- _Problem description_
Starting with the line that contains "In this exercise you will find the hood", repeat each line exactly through the final line of the listing. No picture should appear in the copy.

- _Exercise input_
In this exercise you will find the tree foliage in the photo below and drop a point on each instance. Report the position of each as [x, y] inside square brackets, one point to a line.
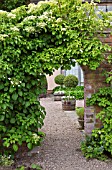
[34, 41]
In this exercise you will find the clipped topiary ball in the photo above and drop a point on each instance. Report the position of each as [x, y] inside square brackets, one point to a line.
[71, 81]
[59, 79]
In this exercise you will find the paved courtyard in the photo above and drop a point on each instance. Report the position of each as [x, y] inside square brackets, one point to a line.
[61, 147]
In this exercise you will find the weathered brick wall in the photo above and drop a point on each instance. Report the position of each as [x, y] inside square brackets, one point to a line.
[93, 80]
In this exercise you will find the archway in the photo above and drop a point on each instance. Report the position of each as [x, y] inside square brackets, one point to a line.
[42, 38]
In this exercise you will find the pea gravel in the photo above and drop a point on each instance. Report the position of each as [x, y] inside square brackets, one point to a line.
[60, 149]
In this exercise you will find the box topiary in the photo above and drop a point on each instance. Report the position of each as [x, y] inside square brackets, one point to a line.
[70, 81]
[59, 79]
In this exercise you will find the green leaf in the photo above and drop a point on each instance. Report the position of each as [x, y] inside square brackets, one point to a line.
[15, 96]
[23, 84]
[13, 120]
[29, 145]
[15, 147]
[11, 89]
[20, 93]
[1, 86]
[4, 106]
[27, 104]
[2, 117]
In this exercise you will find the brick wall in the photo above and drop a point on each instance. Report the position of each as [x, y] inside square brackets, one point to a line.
[93, 80]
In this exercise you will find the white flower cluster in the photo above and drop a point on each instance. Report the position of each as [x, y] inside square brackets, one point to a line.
[32, 17]
[41, 24]
[15, 82]
[32, 8]
[35, 138]
[3, 12]
[10, 15]
[14, 29]
[68, 98]
[63, 29]
[59, 20]
[29, 29]
[3, 36]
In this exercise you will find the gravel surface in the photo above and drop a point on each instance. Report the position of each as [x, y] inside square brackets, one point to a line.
[61, 147]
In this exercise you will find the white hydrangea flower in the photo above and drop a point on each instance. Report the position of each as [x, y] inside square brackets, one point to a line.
[43, 17]
[10, 15]
[32, 17]
[3, 36]
[14, 29]
[59, 20]
[63, 29]
[41, 24]
[32, 8]
[3, 12]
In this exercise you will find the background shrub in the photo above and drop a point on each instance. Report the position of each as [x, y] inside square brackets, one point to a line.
[71, 81]
[59, 79]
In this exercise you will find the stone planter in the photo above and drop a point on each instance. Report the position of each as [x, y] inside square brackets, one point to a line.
[68, 105]
[58, 96]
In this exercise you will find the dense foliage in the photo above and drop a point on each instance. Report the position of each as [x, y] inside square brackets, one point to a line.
[99, 144]
[8, 5]
[77, 92]
[59, 79]
[34, 41]
[71, 81]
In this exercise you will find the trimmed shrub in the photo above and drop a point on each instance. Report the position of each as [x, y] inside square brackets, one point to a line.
[71, 81]
[59, 79]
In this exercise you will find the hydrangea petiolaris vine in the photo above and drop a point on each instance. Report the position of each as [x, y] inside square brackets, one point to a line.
[35, 40]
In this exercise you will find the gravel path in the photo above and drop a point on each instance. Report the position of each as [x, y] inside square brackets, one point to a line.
[61, 147]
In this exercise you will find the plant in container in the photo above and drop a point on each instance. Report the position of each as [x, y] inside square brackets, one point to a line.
[68, 103]
[59, 93]
[80, 113]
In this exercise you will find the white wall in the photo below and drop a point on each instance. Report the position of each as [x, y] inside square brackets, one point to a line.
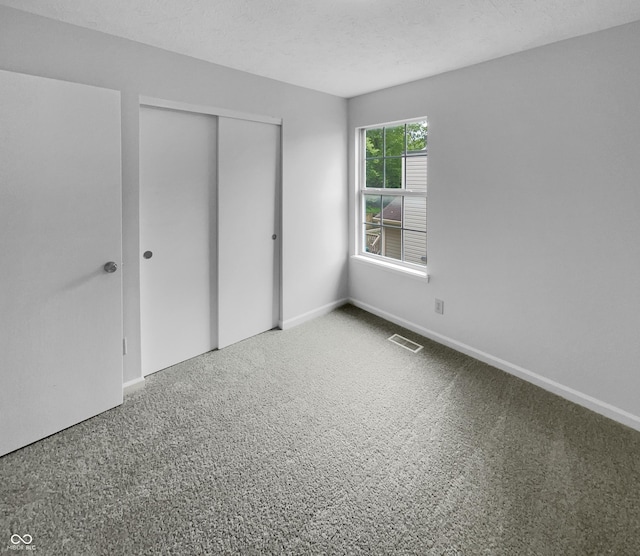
[534, 216]
[314, 147]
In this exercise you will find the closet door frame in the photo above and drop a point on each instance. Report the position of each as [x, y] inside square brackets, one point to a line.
[154, 102]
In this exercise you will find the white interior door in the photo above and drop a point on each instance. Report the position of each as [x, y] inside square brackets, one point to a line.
[177, 227]
[248, 254]
[60, 222]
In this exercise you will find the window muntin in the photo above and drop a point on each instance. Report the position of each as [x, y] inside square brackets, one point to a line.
[393, 193]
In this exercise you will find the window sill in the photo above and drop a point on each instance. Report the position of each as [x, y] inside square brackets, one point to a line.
[390, 267]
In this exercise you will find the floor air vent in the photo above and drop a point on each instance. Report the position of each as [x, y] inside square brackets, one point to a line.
[405, 343]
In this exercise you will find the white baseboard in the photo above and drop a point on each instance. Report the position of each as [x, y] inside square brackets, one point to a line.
[565, 392]
[132, 385]
[324, 310]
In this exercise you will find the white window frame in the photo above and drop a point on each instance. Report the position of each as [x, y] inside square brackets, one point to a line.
[361, 190]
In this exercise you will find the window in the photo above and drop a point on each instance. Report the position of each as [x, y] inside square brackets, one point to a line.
[393, 193]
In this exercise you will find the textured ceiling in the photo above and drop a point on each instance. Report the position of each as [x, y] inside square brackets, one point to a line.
[344, 47]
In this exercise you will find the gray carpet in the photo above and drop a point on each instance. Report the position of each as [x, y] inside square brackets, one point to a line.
[328, 439]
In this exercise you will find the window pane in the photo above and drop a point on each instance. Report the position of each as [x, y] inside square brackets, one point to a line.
[416, 136]
[374, 172]
[394, 140]
[416, 169]
[415, 247]
[373, 142]
[372, 239]
[372, 208]
[415, 213]
[393, 173]
[392, 211]
[392, 242]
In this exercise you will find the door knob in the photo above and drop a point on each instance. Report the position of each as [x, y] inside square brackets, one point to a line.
[110, 267]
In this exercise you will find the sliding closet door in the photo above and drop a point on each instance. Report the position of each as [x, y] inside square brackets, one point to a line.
[177, 236]
[248, 242]
[60, 239]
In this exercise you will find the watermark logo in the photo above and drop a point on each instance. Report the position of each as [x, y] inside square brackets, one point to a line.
[21, 542]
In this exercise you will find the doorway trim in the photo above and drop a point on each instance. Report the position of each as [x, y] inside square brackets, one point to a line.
[209, 110]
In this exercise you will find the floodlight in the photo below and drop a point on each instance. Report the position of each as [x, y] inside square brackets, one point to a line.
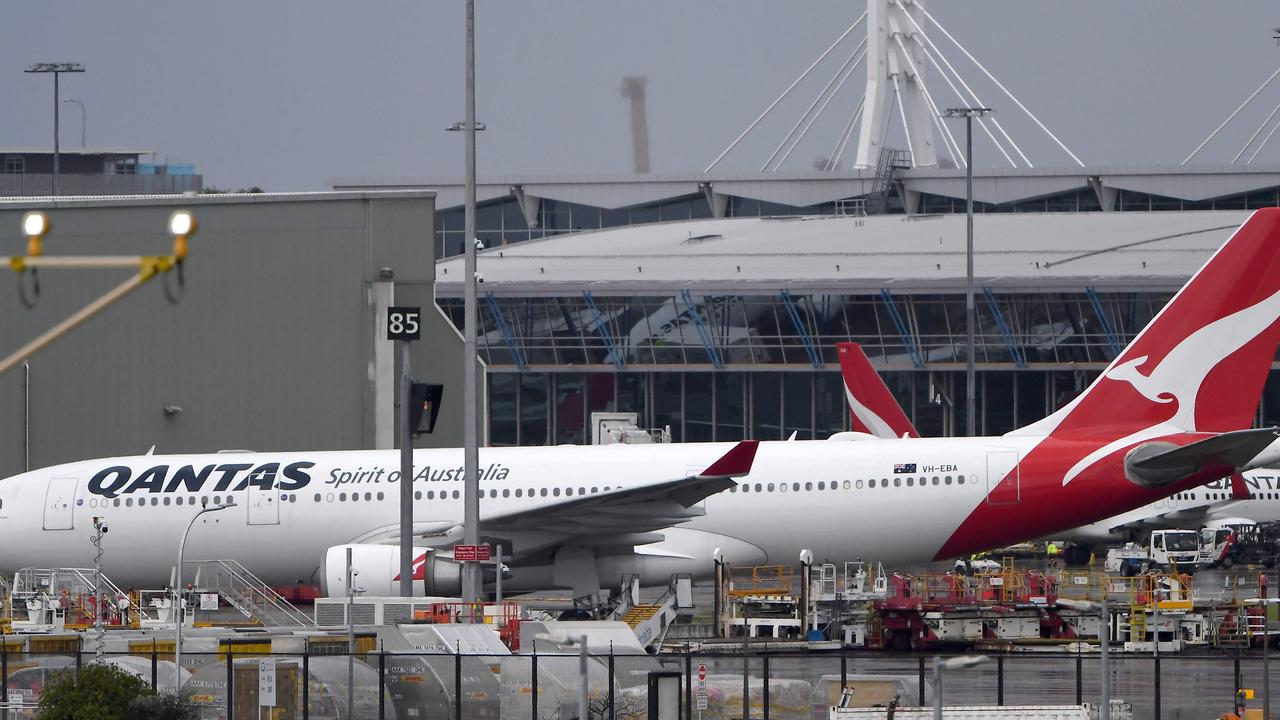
[35, 224]
[182, 223]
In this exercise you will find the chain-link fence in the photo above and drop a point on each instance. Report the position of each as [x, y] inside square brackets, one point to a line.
[246, 684]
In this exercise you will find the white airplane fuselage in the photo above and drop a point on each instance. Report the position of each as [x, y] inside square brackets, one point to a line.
[895, 501]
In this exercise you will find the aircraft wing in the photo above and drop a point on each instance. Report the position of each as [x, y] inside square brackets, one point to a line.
[1173, 519]
[615, 518]
[629, 510]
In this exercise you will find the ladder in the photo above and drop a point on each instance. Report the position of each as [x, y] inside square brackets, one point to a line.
[247, 593]
[886, 167]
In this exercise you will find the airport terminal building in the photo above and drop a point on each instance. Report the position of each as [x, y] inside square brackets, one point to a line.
[712, 302]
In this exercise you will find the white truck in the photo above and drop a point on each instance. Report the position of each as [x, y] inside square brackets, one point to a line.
[1168, 550]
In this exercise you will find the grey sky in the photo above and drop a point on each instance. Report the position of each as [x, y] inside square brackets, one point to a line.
[287, 94]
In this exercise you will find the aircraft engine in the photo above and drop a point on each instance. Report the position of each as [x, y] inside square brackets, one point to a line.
[378, 572]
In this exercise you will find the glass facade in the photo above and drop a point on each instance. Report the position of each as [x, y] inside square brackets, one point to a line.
[502, 220]
[730, 368]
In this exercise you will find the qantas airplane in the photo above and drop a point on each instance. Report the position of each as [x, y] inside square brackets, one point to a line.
[1168, 415]
[1255, 499]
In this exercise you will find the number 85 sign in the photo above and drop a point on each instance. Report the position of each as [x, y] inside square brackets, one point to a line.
[403, 323]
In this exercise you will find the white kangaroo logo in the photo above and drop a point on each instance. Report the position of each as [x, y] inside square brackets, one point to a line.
[874, 423]
[1179, 376]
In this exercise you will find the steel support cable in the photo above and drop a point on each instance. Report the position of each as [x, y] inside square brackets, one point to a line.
[1005, 90]
[982, 122]
[821, 109]
[785, 92]
[901, 114]
[1229, 118]
[947, 139]
[1265, 141]
[848, 64]
[1256, 133]
[842, 142]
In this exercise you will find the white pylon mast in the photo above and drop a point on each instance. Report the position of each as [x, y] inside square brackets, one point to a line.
[890, 63]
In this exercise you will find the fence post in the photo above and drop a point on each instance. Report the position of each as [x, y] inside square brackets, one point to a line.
[609, 716]
[231, 684]
[306, 682]
[689, 684]
[1000, 679]
[382, 684]
[1079, 679]
[920, 678]
[1155, 684]
[533, 675]
[764, 688]
[844, 666]
[457, 683]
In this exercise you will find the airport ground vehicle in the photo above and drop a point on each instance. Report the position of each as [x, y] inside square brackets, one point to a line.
[1165, 551]
[1240, 543]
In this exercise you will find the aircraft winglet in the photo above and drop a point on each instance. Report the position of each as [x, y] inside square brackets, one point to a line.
[735, 463]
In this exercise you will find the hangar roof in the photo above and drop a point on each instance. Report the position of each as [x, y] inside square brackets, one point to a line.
[1027, 253]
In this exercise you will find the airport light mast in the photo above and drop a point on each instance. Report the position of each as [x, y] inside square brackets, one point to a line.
[56, 69]
[970, 317]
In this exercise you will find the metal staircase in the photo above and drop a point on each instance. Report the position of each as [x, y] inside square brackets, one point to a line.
[247, 593]
[890, 162]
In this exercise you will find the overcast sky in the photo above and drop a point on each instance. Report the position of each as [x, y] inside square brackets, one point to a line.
[288, 94]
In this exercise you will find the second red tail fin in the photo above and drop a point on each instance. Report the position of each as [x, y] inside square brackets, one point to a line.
[871, 404]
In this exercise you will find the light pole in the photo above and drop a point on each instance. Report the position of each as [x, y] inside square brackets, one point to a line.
[969, 374]
[471, 451]
[56, 69]
[1104, 645]
[83, 118]
[950, 664]
[177, 593]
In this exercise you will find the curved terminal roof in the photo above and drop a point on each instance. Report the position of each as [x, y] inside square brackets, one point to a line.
[1047, 253]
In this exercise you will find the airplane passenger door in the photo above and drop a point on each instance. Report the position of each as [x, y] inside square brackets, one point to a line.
[1004, 481]
[60, 504]
[264, 506]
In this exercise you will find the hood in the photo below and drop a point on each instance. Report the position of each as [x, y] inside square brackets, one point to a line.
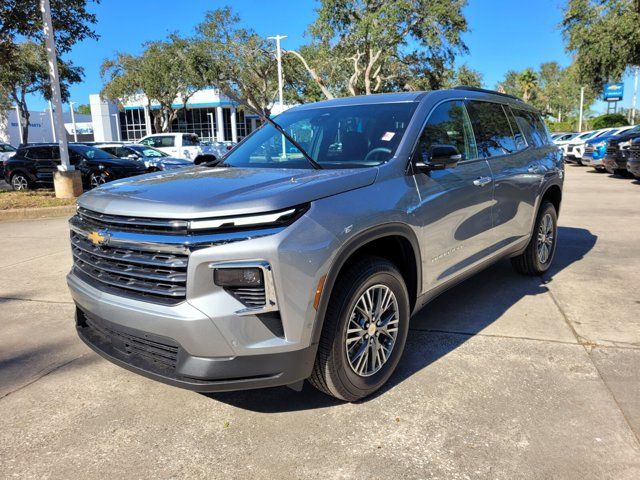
[207, 192]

- _Exercise answer_
In this exercise you will find the hood in the photo below and drop a point on each instance. Report the position of each as [x, y] inside square brackets, one point to a line.
[207, 192]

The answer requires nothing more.